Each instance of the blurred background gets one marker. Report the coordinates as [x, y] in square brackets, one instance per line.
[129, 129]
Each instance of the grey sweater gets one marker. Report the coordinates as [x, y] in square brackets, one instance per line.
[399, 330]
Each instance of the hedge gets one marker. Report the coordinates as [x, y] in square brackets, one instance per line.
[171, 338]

##############################

§ Your instructions:
Reproduce all the items above, substituting "point" for every "marker" and keeping everything else the same.

§ Solution to the problem:
Each instance of the blurred background gets one point. Report the coordinates as [x, y] in square brackets, one instance per line.
[129, 129]
Each instance of the grey sweater gets one point. Report the coordinates as [x, y] in square brackets, one instance per line.
[399, 330]
Each instance of the hedge gets one point. Report the coordinates as [x, y] in square brackets, one instance per line.
[171, 338]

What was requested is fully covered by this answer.